START Provided entries

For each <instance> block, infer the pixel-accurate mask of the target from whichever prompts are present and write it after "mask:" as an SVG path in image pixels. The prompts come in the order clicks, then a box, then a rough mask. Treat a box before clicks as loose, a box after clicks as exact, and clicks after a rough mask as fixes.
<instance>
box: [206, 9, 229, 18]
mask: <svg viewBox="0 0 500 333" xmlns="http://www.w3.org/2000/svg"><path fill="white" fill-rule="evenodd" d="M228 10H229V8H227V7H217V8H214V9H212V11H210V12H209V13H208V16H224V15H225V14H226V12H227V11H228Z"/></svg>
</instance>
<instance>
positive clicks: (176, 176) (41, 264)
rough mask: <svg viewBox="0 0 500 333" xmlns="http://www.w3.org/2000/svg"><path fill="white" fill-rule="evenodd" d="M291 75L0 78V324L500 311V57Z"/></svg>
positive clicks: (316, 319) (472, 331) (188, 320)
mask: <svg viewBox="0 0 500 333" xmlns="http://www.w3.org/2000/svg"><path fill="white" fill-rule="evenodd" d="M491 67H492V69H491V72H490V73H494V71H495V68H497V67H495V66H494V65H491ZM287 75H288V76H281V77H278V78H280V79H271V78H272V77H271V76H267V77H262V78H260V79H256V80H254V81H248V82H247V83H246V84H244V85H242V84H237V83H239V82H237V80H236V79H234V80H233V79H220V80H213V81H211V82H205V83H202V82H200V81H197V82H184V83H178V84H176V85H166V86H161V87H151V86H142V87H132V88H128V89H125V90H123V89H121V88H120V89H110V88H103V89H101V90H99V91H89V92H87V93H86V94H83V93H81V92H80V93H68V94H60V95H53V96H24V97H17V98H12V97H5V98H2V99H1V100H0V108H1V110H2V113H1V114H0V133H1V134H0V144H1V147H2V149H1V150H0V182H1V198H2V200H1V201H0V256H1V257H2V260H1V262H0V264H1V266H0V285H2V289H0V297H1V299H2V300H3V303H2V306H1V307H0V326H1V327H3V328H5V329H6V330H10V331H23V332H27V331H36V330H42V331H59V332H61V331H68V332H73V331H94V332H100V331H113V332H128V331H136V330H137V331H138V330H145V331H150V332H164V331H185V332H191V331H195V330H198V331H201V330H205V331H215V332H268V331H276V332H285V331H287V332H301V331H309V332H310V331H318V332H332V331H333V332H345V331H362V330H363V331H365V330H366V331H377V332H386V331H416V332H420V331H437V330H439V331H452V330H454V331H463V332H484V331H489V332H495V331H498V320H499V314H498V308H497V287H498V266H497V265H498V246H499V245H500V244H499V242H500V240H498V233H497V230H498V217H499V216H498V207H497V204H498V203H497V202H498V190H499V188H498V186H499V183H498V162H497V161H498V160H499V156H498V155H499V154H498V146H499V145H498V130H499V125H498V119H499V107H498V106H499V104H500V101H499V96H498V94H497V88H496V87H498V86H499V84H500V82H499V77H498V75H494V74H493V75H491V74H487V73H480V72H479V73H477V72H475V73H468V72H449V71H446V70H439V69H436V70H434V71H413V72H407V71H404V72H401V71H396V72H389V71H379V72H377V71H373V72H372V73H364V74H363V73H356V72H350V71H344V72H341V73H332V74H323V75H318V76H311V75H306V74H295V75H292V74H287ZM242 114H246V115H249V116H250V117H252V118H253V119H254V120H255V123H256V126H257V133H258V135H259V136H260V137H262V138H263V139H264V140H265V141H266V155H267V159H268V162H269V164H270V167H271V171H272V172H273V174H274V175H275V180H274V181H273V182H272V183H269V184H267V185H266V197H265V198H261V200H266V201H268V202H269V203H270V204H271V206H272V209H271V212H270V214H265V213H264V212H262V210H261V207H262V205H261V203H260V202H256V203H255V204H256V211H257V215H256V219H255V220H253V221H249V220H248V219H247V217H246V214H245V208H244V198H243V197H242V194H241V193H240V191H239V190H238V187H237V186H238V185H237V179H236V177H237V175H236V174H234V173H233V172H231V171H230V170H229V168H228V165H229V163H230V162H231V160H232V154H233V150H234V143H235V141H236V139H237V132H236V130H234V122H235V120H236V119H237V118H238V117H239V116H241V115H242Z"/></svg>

END Provided entries

:: What is needed ::
Your reply should be all of the data, returned exactly.

:: Response to the exercise ::
For each <instance> block, infer the pixel-accurate mask of the target from whichever prompts are present and write it after "mask:" as an SVG path in image pixels. The prompts come in the order clicks, then a box, then a rough mask. Treat a box before clicks as loose, a box after clicks as exact, and clicks after a rough mask as fixes.
<instance>
box: [206, 9, 229, 18]
mask: <svg viewBox="0 0 500 333" xmlns="http://www.w3.org/2000/svg"><path fill="white" fill-rule="evenodd" d="M228 10H229V8H227V7H217V8H214V9H212V11H210V12H209V13H208V16H224V15H225V14H226V12H227V11H228Z"/></svg>
</instance>
<instance>
positive clicks: (176, 176) (41, 264)
rough mask: <svg viewBox="0 0 500 333" xmlns="http://www.w3.org/2000/svg"><path fill="white" fill-rule="evenodd" d="M291 75L0 78V324L500 311V57Z"/></svg>
positive clicks: (316, 319) (472, 331) (188, 320)
mask: <svg viewBox="0 0 500 333" xmlns="http://www.w3.org/2000/svg"><path fill="white" fill-rule="evenodd" d="M491 67H492V69H491V72H490V73H494V71H495V68H497V67H495V66H494V65H491ZM287 75H288V76H281V77H278V78H280V79H271V78H272V77H271V76H267V77H262V78H260V79H256V80H254V81H248V82H247V83H246V84H244V85H242V84H237V83H239V82H237V80H236V79H234V80H233V79H220V80H213V81H211V82H205V83H202V82H200V81H197V82H184V83H178V84H176V85H166V86H161V87H151V86H142V87H132V88H128V89H125V90H123V89H121V88H120V89H110V88H103V89H101V90H99V91H89V92H87V93H86V94H83V93H81V92H80V93H68V94H60V95H53V96H24V97H17V98H12V97H5V98H2V99H1V100H0V108H1V110H2V113H1V114H0V133H1V134H0V144H1V147H2V149H1V150H0V182H1V198H2V200H1V201H0V256H1V257H2V260H1V262H0V264H1V266H0V285H2V289H0V297H1V299H2V300H3V303H2V306H1V307H0V326H1V327H3V328H5V329H6V330H10V331H23V332H27V331H36V330H42V331H59V332H61V331H68V332H73V331H94V332H100V331H113V332H128V331H136V330H137V331H138V330H145V331H150V332H164V331H185V332H191V331H195V330H198V331H201V330H205V331H215V332H268V331H276V332H285V331H287V332H301V331H309V332H310V331H318V332H332V331H333V332H345V331H362V330H363V331H365V330H366V331H377V332H386V331H416V332H420V331H437V330H439V331H452V330H454V331H463V332H484V331H489V332H495V331H498V320H499V314H498V308H497V287H498V266H497V265H498V246H499V245H500V244H499V242H500V240H498V233H497V230H498V217H499V216H498V207H497V204H498V203H497V202H498V190H499V188H498V186H499V183H498V162H497V161H498V160H499V156H498V155H499V154H498V146H499V145H498V130H499V125H498V119H499V107H498V106H499V104H500V101H499V96H498V94H497V88H496V87H498V86H499V84H500V82H499V77H498V75H494V74H493V75H491V74H487V73H480V72H479V73H477V72H475V73H468V72H449V71H446V70H439V69H436V70H434V71H413V72H407V71H404V72H401V71H396V72H389V71H379V72H377V71H373V72H372V73H364V74H363V73H356V72H350V71H344V72H341V73H332V74H323V75H318V76H311V75H306V74H295V75H292V74H287ZM242 114H246V115H249V116H250V117H252V118H253V119H254V120H255V123H256V126H257V133H258V135H259V136H260V137H262V138H263V139H264V140H265V141H266V155H267V159H268V162H269V164H270V167H271V171H272V172H273V174H274V175H275V180H274V181H273V182H272V183H269V184H267V185H266V197H265V198H261V200H266V201H268V202H269V203H270V204H271V206H272V209H271V212H270V214H265V213H264V212H262V210H261V207H262V205H261V203H260V202H256V203H255V204H256V211H257V215H256V219H255V220H253V221H249V220H248V219H247V217H246V214H245V208H244V198H243V197H242V194H241V193H240V191H239V190H238V187H237V186H238V185H237V179H236V177H237V175H236V174H234V173H233V172H231V171H230V170H229V168H228V165H229V163H230V162H231V160H232V154H233V150H234V143H235V141H236V139H237V132H236V130H234V122H235V120H236V119H237V118H238V117H239V116H241V115H242Z"/></svg>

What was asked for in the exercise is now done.